- **RECORDS PROVIDED**:
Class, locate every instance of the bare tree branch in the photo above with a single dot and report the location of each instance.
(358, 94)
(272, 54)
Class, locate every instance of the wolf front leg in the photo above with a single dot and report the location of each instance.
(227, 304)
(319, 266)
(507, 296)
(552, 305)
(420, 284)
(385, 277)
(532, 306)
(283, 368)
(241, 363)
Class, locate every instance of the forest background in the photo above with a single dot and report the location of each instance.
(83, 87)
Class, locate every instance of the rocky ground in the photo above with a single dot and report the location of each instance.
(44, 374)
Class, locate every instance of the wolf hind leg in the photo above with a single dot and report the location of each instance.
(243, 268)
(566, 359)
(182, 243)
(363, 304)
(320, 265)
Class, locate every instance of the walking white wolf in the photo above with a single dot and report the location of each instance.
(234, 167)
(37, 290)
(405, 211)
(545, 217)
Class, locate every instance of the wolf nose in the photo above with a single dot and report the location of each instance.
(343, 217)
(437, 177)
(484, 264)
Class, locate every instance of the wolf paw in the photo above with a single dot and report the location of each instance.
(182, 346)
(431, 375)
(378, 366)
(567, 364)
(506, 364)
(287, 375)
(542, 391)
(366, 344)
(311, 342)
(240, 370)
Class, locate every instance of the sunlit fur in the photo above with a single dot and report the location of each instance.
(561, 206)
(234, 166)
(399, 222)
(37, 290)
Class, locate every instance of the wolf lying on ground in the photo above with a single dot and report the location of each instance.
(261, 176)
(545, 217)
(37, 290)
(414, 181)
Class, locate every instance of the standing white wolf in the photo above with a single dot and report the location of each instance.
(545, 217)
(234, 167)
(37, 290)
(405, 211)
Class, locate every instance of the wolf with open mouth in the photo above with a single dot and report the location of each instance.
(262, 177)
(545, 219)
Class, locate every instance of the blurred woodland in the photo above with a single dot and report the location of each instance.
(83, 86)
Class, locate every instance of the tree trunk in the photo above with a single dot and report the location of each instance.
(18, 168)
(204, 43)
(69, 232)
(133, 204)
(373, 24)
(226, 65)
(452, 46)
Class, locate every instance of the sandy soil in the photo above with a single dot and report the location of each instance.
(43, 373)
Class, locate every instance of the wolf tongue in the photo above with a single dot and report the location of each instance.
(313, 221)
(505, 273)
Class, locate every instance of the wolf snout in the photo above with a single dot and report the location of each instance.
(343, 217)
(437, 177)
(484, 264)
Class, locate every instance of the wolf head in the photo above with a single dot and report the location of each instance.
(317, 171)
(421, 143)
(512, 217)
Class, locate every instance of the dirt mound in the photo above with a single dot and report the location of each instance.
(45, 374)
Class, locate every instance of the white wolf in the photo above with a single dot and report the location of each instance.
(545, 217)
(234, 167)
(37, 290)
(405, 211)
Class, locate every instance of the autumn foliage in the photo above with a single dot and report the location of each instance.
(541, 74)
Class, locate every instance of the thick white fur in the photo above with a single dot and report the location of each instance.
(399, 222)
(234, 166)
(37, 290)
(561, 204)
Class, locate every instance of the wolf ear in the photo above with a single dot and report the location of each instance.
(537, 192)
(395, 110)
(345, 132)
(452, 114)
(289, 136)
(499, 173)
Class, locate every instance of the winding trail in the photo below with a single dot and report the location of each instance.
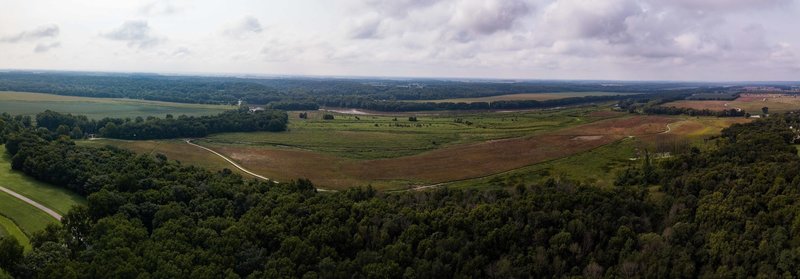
(239, 166)
(230, 161)
(32, 202)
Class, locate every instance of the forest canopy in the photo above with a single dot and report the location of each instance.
(727, 211)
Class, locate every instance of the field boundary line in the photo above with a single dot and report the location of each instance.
(47, 210)
(240, 167)
(445, 183)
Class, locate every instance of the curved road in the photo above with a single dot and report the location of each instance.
(230, 161)
(32, 202)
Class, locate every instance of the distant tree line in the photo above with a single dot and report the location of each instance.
(694, 112)
(728, 211)
(311, 93)
(241, 120)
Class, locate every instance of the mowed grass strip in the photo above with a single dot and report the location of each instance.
(440, 165)
(9, 229)
(25, 103)
(56, 198)
(173, 149)
(380, 137)
(29, 218)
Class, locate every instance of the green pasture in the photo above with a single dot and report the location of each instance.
(23, 103)
(381, 136)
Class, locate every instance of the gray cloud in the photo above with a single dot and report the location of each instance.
(45, 47)
(724, 5)
(160, 7)
(243, 28)
(487, 17)
(46, 31)
(135, 33)
(365, 28)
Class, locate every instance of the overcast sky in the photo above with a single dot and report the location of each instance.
(531, 39)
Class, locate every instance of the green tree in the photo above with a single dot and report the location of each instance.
(10, 253)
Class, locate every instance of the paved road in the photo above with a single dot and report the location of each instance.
(32, 202)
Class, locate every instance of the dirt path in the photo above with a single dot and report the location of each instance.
(32, 202)
(238, 166)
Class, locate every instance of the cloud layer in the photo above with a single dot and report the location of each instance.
(571, 39)
(41, 32)
(135, 33)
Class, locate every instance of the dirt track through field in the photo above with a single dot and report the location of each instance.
(239, 166)
(32, 202)
(442, 165)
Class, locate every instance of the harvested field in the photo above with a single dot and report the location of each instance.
(441, 165)
(525, 97)
(751, 103)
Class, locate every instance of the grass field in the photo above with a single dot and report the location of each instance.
(751, 103)
(524, 97)
(377, 137)
(173, 149)
(453, 162)
(29, 219)
(24, 103)
(55, 198)
(9, 229)
(20, 219)
(393, 153)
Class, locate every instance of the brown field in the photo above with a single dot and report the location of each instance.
(173, 149)
(751, 103)
(441, 165)
(523, 97)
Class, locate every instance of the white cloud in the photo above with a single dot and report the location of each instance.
(45, 47)
(243, 28)
(631, 39)
(46, 31)
(135, 33)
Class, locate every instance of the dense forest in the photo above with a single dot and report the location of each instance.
(728, 211)
(311, 93)
(241, 120)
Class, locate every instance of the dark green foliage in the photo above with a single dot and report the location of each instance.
(10, 253)
(693, 112)
(731, 211)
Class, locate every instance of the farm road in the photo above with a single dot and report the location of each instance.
(237, 165)
(32, 202)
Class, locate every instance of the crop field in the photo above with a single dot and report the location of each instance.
(392, 153)
(751, 103)
(377, 137)
(173, 149)
(455, 162)
(29, 219)
(24, 103)
(524, 97)
(55, 198)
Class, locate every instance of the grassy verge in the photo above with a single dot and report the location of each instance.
(9, 229)
(55, 198)
(29, 219)
(173, 149)
(24, 103)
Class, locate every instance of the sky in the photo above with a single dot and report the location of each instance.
(712, 40)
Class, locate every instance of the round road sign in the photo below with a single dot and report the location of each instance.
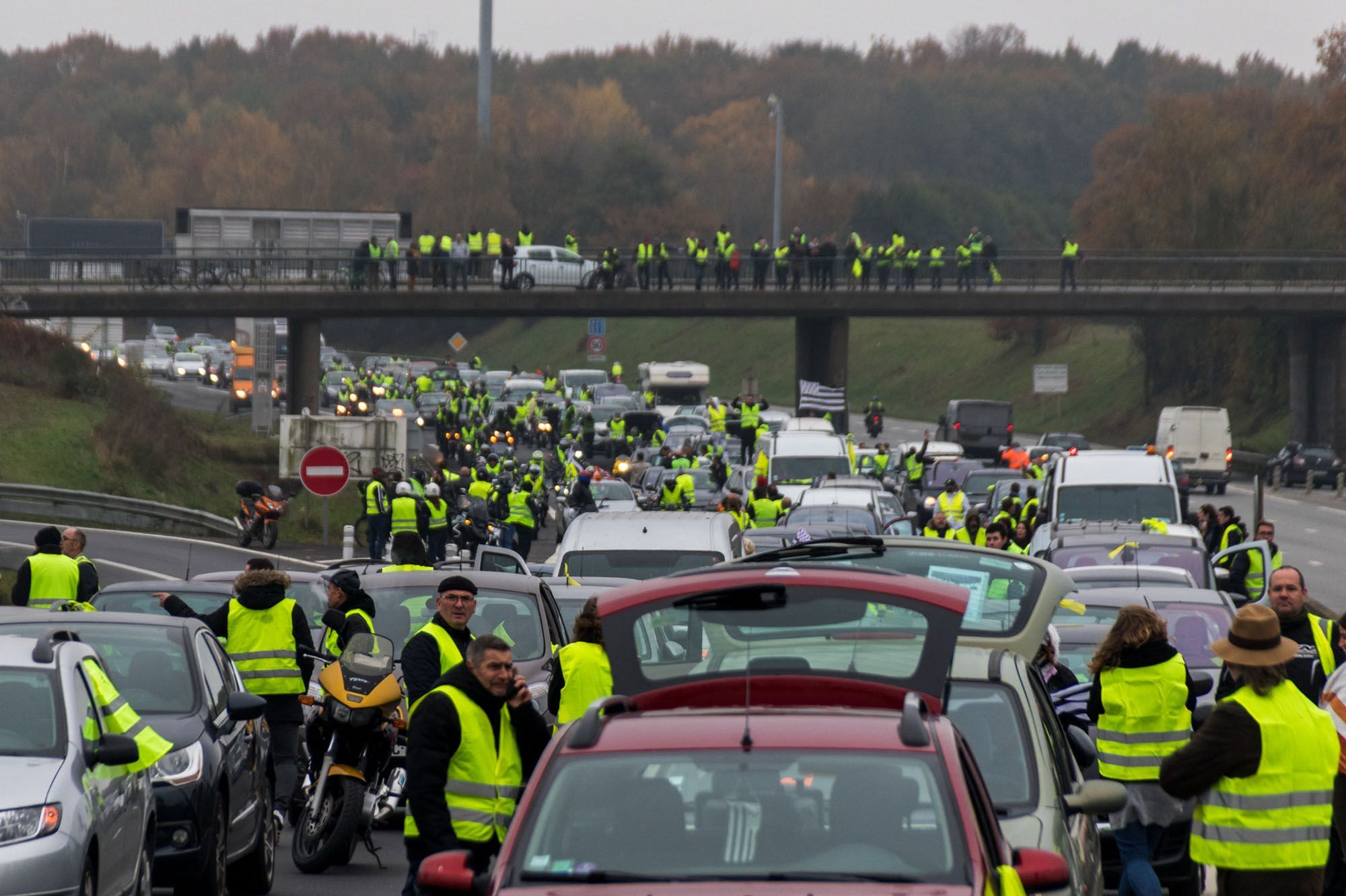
(324, 472)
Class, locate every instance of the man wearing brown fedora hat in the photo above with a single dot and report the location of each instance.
(1262, 768)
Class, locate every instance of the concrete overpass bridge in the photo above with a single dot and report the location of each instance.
(1309, 293)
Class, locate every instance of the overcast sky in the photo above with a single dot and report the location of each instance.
(1219, 32)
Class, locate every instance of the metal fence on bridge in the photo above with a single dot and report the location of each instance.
(546, 268)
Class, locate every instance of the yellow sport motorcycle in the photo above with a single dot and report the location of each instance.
(360, 715)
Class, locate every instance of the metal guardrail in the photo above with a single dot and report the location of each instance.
(91, 507)
(329, 270)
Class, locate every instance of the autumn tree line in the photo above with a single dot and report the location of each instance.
(1142, 150)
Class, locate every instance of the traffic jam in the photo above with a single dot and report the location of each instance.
(764, 657)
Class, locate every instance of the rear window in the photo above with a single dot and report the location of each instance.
(30, 708)
(636, 564)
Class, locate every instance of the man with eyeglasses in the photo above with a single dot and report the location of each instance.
(444, 641)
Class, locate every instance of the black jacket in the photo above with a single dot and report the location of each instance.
(260, 590)
(1152, 655)
(421, 659)
(435, 738)
(348, 626)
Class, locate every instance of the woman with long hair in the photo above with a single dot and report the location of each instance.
(581, 673)
(1142, 702)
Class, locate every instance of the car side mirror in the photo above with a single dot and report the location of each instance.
(242, 706)
(448, 872)
(1098, 798)
(116, 750)
(1041, 871)
(1082, 747)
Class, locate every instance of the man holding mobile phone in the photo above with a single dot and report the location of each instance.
(474, 741)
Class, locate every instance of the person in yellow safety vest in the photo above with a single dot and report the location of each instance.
(351, 611)
(582, 673)
(1069, 255)
(940, 528)
(470, 741)
(937, 267)
(963, 255)
(1262, 769)
(437, 524)
(264, 633)
(1250, 566)
(46, 578)
(441, 644)
(1142, 703)
(763, 509)
(734, 508)
(954, 502)
(522, 519)
(406, 515)
(120, 718)
(378, 509)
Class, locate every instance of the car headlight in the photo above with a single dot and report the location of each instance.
(181, 766)
(29, 823)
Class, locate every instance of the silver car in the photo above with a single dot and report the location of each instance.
(72, 821)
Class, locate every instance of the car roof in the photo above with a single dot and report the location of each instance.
(773, 729)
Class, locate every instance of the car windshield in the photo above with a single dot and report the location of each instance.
(991, 720)
(637, 564)
(1076, 504)
(854, 519)
(612, 490)
(32, 712)
(733, 815)
(147, 664)
(1130, 554)
(1193, 629)
(803, 470)
(1002, 590)
(403, 610)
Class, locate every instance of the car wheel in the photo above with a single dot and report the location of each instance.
(255, 874)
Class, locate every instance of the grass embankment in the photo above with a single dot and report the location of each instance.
(73, 424)
(915, 367)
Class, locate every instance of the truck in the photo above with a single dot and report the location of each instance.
(1197, 437)
(675, 384)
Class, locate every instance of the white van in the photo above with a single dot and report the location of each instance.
(1197, 437)
(647, 544)
(1112, 486)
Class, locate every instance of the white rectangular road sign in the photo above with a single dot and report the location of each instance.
(367, 442)
(1049, 380)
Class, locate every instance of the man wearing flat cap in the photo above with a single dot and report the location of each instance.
(1262, 768)
(441, 644)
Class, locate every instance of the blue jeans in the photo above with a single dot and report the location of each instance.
(1137, 846)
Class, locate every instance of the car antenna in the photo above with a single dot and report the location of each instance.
(746, 742)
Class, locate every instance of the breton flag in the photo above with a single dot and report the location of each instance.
(815, 396)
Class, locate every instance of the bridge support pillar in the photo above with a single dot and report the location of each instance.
(305, 363)
(822, 346)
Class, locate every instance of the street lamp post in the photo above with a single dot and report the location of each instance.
(777, 108)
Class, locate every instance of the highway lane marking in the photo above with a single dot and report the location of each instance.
(181, 540)
(104, 560)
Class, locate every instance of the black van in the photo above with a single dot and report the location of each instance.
(981, 427)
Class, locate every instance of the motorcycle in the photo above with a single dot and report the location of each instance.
(361, 714)
(259, 513)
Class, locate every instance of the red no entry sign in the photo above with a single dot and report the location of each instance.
(324, 472)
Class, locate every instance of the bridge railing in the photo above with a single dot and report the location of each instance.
(555, 270)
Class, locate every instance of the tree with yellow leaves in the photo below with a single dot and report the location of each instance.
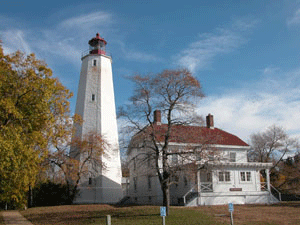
(32, 104)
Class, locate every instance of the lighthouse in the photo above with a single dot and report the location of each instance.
(96, 105)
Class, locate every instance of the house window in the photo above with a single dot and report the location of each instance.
(232, 157)
(245, 176)
(135, 184)
(149, 183)
(224, 176)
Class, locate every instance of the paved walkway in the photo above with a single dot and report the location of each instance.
(14, 217)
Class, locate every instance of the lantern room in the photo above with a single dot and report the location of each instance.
(97, 45)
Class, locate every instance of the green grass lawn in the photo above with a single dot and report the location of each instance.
(96, 214)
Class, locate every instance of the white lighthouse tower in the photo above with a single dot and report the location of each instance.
(96, 105)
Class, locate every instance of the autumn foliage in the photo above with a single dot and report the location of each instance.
(32, 102)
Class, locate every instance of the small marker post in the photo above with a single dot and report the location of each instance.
(230, 208)
(108, 220)
(163, 213)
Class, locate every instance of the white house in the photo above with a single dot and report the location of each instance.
(221, 172)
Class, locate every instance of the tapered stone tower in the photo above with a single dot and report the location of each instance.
(96, 105)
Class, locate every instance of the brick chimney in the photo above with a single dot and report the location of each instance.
(210, 121)
(157, 117)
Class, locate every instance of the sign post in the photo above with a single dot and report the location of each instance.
(230, 207)
(163, 213)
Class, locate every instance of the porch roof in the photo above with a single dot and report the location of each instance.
(256, 165)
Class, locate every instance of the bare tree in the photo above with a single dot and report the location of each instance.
(288, 178)
(271, 145)
(175, 93)
(84, 162)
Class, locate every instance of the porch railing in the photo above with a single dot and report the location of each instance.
(192, 193)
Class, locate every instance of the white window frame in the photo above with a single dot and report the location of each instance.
(232, 159)
(149, 183)
(245, 177)
(225, 175)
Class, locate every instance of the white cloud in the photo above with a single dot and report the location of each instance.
(88, 20)
(199, 54)
(15, 40)
(134, 55)
(257, 107)
(295, 19)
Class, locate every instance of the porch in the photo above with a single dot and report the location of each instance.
(235, 190)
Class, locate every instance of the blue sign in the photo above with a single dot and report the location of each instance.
(163, 211)
(230, 206)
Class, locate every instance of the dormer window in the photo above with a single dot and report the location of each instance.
(232, 157)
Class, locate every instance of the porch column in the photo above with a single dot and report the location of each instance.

- **WHAT TO WORK ON**: At the line containing "Class, locate every instance of the blue sign", start transcribing exactly, and continue through the last line of the listing. Stop there and add nothing.

- **SOLVED EXERCISE**:
Class, locate every instance of the blue sign in the photo above with a single dot and report the location of each instance.
(163, 211)
(230, 206)
Class, locate every instance of the dormer window in the photo above with a single dot and report the location of each instance.
(232, 157)
Class, locate every instance of the porch column in the photo above with a single dot and report the location of each instance.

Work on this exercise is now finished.